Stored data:
________________________

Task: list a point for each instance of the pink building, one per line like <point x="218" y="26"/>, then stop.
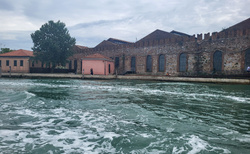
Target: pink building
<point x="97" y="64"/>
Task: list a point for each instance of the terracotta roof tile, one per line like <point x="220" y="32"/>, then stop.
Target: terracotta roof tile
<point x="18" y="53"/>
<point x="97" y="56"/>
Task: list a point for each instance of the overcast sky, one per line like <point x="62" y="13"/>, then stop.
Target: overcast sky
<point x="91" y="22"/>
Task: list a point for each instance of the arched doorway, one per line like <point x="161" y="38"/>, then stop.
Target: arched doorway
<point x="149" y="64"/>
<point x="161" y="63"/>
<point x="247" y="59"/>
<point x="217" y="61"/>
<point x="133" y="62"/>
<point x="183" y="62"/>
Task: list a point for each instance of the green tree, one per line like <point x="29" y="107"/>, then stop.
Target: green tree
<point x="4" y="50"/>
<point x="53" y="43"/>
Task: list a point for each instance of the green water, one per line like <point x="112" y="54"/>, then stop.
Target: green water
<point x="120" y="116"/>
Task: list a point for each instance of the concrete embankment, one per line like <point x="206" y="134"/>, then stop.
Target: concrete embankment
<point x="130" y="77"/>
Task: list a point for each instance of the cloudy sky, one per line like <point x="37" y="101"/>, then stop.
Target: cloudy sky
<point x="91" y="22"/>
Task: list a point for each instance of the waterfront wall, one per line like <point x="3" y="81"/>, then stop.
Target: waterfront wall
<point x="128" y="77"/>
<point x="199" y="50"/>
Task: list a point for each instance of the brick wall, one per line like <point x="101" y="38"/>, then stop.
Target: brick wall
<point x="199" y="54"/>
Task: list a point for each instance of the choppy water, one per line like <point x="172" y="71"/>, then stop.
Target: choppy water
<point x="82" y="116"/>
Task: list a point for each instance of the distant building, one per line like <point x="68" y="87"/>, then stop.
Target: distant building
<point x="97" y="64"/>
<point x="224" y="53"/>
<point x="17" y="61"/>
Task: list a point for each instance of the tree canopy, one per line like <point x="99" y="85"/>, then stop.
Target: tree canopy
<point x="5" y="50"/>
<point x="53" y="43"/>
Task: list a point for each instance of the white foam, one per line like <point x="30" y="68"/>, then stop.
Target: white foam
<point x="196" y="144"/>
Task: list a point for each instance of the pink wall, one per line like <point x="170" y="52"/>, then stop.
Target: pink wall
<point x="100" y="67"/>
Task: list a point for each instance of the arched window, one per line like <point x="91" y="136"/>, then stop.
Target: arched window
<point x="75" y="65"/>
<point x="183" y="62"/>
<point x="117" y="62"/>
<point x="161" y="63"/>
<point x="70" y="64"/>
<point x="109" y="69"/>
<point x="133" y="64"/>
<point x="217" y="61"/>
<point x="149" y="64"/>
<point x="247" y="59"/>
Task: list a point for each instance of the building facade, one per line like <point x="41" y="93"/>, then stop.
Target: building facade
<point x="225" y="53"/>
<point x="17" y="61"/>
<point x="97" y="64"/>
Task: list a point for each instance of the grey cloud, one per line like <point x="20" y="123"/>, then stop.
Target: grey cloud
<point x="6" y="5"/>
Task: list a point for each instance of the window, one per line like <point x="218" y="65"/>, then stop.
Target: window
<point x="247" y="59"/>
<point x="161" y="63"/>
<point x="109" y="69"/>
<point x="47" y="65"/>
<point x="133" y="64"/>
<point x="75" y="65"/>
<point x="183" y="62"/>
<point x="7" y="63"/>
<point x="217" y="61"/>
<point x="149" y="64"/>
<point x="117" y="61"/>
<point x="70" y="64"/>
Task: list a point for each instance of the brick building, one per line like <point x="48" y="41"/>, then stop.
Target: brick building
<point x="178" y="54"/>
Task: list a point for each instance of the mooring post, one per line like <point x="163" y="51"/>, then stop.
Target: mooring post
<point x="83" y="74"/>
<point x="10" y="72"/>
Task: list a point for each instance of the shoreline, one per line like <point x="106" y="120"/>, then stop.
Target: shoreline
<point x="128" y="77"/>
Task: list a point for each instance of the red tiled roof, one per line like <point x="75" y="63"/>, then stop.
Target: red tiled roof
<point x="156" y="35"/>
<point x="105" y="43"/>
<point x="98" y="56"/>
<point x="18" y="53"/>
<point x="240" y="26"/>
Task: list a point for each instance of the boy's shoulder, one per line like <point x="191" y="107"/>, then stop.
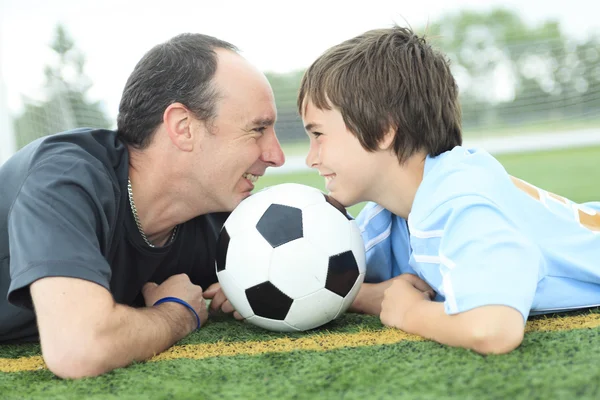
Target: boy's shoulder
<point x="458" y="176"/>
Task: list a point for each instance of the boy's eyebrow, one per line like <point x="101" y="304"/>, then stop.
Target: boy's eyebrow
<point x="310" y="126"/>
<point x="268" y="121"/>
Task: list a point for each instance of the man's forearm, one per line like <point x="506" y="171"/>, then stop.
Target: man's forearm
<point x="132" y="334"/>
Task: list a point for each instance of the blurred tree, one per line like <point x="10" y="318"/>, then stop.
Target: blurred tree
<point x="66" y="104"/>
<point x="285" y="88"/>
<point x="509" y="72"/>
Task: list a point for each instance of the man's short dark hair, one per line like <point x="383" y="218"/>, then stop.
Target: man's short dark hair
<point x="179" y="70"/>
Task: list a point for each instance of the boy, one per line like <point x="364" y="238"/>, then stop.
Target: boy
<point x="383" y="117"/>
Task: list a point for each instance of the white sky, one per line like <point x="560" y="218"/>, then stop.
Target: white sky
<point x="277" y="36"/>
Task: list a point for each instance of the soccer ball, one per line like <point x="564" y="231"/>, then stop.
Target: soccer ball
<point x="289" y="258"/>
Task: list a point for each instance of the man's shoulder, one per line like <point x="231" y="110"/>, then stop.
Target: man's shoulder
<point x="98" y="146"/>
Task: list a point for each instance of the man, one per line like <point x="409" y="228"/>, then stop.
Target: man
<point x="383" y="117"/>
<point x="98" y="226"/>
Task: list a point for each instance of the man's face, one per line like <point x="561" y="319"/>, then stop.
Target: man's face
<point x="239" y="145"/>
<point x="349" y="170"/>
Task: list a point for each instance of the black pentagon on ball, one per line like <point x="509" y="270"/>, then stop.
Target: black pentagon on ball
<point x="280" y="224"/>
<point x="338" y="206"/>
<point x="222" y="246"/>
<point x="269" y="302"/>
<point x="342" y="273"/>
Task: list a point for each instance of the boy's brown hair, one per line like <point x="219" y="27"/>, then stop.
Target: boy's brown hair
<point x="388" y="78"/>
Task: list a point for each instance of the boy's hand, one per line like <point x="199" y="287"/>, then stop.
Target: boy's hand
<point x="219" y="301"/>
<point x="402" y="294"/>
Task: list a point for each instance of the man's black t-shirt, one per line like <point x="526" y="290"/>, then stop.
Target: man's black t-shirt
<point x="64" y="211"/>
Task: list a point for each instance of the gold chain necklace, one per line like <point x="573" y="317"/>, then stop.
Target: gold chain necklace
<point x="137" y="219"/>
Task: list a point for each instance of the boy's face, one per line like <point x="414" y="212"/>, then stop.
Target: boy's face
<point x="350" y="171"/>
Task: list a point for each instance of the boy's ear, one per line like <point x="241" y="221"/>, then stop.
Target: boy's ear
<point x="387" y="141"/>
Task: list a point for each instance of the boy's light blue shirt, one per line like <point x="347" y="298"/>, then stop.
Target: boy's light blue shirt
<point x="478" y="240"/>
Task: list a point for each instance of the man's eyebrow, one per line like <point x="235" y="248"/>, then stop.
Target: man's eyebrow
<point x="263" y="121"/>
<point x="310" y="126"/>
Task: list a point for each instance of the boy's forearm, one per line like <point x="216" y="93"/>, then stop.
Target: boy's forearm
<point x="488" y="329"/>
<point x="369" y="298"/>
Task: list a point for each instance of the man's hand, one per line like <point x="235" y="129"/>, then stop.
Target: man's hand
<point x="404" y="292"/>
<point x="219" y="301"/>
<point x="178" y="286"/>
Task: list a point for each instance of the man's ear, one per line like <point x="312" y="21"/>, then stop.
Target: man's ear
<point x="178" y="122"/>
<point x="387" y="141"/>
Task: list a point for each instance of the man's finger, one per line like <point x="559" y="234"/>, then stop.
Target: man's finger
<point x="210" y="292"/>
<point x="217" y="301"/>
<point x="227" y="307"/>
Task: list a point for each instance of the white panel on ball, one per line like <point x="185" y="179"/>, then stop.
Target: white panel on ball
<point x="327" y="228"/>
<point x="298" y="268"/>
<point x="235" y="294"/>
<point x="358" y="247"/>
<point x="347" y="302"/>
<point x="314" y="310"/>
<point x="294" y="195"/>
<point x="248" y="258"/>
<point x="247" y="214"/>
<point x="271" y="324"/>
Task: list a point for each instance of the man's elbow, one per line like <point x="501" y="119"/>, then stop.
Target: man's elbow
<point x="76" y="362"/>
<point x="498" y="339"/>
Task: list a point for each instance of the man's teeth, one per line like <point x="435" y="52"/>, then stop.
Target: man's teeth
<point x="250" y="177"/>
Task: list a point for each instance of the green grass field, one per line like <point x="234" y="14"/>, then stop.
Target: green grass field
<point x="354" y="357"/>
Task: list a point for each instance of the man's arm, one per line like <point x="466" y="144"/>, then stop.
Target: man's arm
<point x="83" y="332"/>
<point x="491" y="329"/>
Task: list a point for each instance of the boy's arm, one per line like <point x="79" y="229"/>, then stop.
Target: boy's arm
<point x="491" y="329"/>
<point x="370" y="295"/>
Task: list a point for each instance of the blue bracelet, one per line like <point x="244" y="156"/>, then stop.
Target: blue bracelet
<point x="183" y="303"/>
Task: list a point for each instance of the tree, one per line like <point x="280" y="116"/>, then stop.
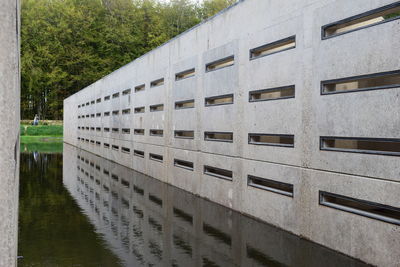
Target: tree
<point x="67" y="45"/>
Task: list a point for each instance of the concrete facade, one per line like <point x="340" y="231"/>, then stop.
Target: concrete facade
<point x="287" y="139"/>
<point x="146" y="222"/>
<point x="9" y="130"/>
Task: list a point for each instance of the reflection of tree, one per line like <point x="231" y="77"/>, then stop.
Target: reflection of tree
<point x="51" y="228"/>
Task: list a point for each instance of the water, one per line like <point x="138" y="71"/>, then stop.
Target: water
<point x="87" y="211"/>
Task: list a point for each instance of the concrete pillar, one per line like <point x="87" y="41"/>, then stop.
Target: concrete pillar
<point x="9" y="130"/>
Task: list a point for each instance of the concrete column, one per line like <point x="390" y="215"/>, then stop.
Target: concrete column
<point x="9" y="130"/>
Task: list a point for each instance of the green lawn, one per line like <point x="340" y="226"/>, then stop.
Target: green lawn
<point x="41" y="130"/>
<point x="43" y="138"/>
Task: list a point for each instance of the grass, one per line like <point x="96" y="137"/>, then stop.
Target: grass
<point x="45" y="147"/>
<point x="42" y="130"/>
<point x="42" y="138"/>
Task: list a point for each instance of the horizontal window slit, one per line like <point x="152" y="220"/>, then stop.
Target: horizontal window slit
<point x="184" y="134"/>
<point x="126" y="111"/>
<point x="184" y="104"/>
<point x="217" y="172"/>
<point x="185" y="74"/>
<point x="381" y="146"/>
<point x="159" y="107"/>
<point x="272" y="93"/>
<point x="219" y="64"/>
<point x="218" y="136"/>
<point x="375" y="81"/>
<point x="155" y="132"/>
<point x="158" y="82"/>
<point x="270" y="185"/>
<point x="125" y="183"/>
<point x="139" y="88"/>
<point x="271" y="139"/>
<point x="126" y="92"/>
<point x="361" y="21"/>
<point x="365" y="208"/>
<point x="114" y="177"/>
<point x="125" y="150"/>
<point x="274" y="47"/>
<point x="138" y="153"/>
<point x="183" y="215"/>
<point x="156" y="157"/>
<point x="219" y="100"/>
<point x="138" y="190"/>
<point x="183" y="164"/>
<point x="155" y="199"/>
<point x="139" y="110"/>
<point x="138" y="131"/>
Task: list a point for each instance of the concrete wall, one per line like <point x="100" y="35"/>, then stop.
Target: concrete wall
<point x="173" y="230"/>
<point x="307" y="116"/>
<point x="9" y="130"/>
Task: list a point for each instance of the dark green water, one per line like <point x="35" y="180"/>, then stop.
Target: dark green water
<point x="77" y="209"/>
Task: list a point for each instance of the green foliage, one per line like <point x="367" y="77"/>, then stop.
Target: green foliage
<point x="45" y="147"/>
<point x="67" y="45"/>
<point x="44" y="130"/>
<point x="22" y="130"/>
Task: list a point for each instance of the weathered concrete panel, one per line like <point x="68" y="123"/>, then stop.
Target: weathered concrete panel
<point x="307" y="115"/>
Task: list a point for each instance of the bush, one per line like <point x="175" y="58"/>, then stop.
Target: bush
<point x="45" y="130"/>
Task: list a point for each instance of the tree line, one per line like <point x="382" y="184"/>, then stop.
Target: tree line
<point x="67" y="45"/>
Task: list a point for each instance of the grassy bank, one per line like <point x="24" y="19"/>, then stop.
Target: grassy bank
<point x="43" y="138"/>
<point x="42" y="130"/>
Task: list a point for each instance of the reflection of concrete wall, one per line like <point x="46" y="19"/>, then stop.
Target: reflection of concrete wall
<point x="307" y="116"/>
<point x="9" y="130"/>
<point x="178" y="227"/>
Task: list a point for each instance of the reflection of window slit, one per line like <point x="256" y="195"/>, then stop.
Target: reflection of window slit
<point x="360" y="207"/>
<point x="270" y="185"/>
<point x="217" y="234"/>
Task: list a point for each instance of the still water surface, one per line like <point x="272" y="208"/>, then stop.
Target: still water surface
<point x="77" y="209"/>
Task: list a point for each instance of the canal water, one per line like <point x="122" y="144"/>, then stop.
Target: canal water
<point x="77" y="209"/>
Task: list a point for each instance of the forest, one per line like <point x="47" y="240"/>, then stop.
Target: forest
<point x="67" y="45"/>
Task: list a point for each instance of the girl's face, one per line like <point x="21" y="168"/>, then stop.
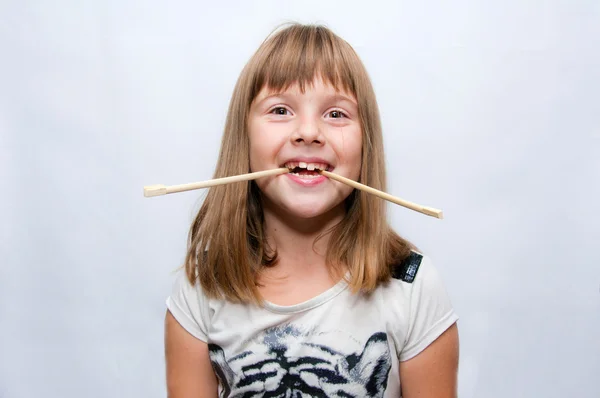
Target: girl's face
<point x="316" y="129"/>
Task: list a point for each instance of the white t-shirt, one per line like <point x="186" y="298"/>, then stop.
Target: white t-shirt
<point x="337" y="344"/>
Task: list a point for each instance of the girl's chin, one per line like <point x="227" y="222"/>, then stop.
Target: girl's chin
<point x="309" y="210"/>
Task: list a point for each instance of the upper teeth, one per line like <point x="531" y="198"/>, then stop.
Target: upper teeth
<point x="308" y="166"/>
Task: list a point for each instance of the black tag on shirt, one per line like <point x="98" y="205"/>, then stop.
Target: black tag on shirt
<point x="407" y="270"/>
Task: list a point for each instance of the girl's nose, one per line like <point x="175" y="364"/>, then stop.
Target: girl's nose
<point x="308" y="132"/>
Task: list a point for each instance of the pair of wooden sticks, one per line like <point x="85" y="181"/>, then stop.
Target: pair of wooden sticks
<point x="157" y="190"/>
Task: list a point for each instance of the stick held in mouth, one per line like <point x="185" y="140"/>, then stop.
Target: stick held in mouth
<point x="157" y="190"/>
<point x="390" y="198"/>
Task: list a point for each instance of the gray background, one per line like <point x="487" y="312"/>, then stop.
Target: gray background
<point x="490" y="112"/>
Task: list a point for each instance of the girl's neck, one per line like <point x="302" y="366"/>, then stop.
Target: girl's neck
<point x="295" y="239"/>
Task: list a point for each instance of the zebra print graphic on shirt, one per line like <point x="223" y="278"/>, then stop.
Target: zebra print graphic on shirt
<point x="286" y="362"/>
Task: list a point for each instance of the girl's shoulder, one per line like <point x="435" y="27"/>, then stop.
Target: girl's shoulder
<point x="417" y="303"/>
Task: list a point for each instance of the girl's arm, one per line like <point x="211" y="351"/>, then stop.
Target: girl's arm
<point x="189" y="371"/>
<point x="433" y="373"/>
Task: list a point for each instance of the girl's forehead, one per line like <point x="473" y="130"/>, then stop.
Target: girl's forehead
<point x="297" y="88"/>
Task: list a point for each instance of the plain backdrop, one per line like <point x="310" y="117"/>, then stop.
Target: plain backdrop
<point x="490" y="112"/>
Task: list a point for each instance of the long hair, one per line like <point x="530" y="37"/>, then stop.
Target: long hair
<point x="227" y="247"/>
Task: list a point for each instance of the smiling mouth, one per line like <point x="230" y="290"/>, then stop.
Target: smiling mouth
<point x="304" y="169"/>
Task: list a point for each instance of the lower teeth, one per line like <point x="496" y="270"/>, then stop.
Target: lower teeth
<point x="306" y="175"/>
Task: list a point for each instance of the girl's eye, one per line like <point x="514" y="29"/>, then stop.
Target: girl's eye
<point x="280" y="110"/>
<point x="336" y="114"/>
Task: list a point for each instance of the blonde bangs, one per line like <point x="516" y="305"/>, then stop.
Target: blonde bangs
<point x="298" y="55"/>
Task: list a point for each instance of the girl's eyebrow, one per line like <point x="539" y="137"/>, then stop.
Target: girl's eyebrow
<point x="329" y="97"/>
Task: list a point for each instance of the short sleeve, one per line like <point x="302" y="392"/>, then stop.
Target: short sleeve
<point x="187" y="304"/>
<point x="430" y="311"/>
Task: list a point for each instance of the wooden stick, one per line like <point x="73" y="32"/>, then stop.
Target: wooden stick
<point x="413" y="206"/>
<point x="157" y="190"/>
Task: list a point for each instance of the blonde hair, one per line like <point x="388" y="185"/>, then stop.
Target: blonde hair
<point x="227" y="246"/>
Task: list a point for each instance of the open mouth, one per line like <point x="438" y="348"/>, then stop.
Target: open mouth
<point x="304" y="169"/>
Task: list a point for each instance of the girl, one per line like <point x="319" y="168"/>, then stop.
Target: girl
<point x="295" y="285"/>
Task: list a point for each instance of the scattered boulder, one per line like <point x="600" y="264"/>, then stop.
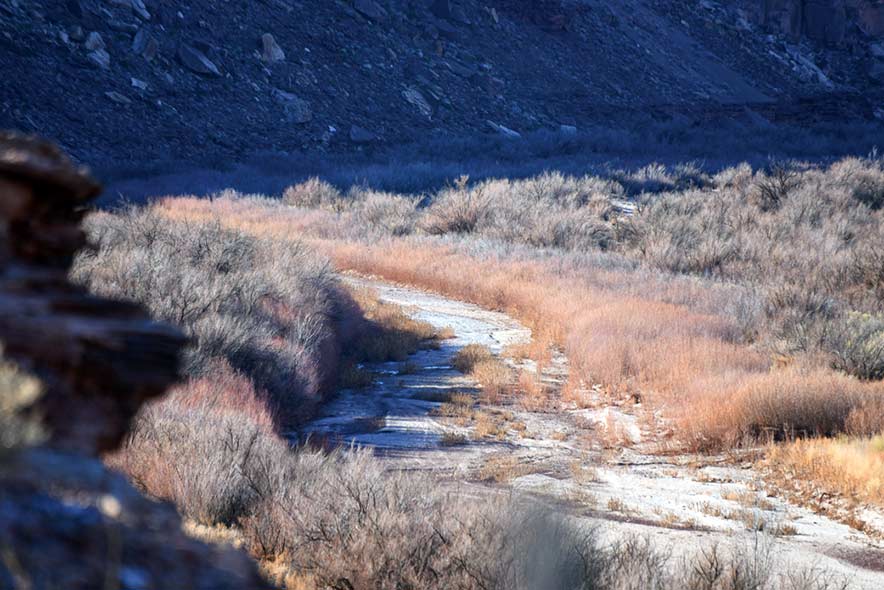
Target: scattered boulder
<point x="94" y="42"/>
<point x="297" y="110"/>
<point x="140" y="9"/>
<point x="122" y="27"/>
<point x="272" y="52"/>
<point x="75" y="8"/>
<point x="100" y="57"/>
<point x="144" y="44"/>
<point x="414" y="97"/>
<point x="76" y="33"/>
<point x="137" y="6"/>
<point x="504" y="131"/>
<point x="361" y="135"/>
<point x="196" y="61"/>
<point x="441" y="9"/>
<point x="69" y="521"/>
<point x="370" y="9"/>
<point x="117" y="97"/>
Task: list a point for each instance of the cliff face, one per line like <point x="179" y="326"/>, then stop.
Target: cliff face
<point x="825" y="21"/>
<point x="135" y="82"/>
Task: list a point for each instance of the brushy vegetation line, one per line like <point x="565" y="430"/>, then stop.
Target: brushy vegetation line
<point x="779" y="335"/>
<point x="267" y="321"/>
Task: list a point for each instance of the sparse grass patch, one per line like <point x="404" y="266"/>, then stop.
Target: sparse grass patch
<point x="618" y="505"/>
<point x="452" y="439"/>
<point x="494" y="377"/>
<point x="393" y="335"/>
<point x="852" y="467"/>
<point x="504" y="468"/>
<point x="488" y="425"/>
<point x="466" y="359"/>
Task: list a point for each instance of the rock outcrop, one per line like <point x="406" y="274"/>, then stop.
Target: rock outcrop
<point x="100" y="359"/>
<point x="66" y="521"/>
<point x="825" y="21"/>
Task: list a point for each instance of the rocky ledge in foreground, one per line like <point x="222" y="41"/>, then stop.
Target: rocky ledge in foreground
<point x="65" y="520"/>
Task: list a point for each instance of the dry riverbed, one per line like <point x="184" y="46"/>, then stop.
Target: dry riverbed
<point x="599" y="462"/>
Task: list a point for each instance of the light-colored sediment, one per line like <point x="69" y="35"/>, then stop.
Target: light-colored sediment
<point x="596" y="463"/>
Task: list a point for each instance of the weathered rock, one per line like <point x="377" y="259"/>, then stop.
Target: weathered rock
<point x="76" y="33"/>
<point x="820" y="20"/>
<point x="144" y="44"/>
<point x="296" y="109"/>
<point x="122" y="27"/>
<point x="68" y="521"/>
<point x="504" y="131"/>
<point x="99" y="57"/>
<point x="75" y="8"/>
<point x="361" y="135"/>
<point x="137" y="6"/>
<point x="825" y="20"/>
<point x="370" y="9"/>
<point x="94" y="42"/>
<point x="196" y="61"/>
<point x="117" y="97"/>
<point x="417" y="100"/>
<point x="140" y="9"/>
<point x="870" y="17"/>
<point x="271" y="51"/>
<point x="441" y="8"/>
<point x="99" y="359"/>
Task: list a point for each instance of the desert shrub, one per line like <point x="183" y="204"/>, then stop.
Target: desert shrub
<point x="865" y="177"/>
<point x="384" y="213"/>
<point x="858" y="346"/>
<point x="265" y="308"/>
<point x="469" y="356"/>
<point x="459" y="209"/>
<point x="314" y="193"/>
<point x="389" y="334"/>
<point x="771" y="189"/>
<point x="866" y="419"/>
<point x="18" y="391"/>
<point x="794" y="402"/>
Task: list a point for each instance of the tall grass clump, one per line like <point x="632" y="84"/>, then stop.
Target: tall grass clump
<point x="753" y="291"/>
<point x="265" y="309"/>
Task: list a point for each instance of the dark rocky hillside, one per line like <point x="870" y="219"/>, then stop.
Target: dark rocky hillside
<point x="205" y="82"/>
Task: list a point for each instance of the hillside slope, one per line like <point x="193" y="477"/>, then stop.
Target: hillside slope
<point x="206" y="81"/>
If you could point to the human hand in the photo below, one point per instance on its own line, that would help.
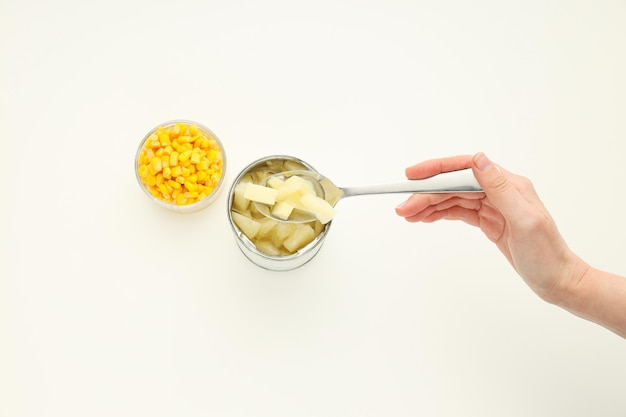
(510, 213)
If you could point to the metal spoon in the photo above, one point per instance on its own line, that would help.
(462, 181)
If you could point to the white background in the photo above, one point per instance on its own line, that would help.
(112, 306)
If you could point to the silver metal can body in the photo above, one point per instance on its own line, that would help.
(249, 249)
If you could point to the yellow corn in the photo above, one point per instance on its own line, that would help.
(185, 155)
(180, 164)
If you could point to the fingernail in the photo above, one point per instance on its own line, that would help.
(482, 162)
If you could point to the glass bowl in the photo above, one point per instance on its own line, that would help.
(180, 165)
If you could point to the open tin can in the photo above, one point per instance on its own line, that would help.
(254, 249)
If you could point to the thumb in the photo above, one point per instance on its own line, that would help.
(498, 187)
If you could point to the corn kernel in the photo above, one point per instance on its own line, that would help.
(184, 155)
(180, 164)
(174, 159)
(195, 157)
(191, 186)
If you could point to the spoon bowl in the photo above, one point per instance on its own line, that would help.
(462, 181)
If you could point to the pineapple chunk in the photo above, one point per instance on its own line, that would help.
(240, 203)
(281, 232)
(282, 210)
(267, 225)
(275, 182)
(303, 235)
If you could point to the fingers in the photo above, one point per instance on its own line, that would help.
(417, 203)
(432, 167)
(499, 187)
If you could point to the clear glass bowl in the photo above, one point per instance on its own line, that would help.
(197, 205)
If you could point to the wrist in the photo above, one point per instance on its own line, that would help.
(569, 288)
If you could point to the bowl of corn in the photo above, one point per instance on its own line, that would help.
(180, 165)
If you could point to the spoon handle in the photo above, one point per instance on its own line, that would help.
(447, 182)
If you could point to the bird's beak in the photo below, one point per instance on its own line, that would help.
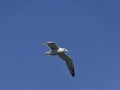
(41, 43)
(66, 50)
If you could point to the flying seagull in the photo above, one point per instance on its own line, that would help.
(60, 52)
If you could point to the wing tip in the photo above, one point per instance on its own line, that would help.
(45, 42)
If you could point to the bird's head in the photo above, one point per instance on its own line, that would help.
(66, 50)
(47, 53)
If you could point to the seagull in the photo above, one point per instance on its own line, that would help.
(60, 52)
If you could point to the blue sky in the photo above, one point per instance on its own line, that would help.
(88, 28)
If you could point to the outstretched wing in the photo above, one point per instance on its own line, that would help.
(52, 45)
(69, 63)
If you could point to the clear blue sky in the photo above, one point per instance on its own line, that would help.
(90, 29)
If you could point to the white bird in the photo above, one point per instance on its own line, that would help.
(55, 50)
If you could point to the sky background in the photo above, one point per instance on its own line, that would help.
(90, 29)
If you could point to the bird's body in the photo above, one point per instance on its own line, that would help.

________________________

**Problem to solve:** Using the entries above, transcribe exactly from the line that has "Task: list a point for each instance of the scattered" through the line that has "rock outcrop, one". Pictures are dropped.

**Answer below:**
Task: list a point for each instance of the scattered boulder, one per line like <point x="600" y="264"/>, then stop.
Target: scattered boulder
<point x="94" y="42"/>
<point x="297" y="110"/>
<point x="140" y="9"/>
<point x="122" y="27"/>
<point x="272" y="52"/>
<point x="75" y="8"/>
<point x="100" y="57"/>
<point x="144" y="44"/>
<point x="414" y="97"/>
<point x="76" y="33"/>
<point x="137" y="6"/>
<point x="504" y="131"/>
<point x="361" y="135"/>
<point x="196" y="61"/>
<point x="441" y="9"/>
<point x="69" y="521"/>
<point x="370" y="9"/>
<point x="117" y="97"/>
Task: list a point for each instance of the cliff face, one per line like <point x="179" y="326"/>, then stop.
Target: cliff face
<point x="825" y="21"/>
<point x="135" y="82"/>
Task: list a point for each instance of the brushy vegetation line, one per line like <point x="565" y="430"/>, then stop.
Target: brushy vegetation line
<point x="779" y="335"/>
<point x="267" y="321"/>
Task: list a point for each instance of the sparse grass patch, one per line like <point x="404" y="266"/>, then stop.
Target: sparse grass patch
<point x="618" y="505"/>
<point x="452" y="439"/>
<point x="494" y="377"/>
<point x="393" y="335"/>
<point x="852" y="467"/>
<point x="504" y="468"/>
<point x="488" y="425"/>
<point x="466" y="359"/>
Task: list a point for each instance of the rock outcrop, one per line like <point x="406" y="274"/>, then stop.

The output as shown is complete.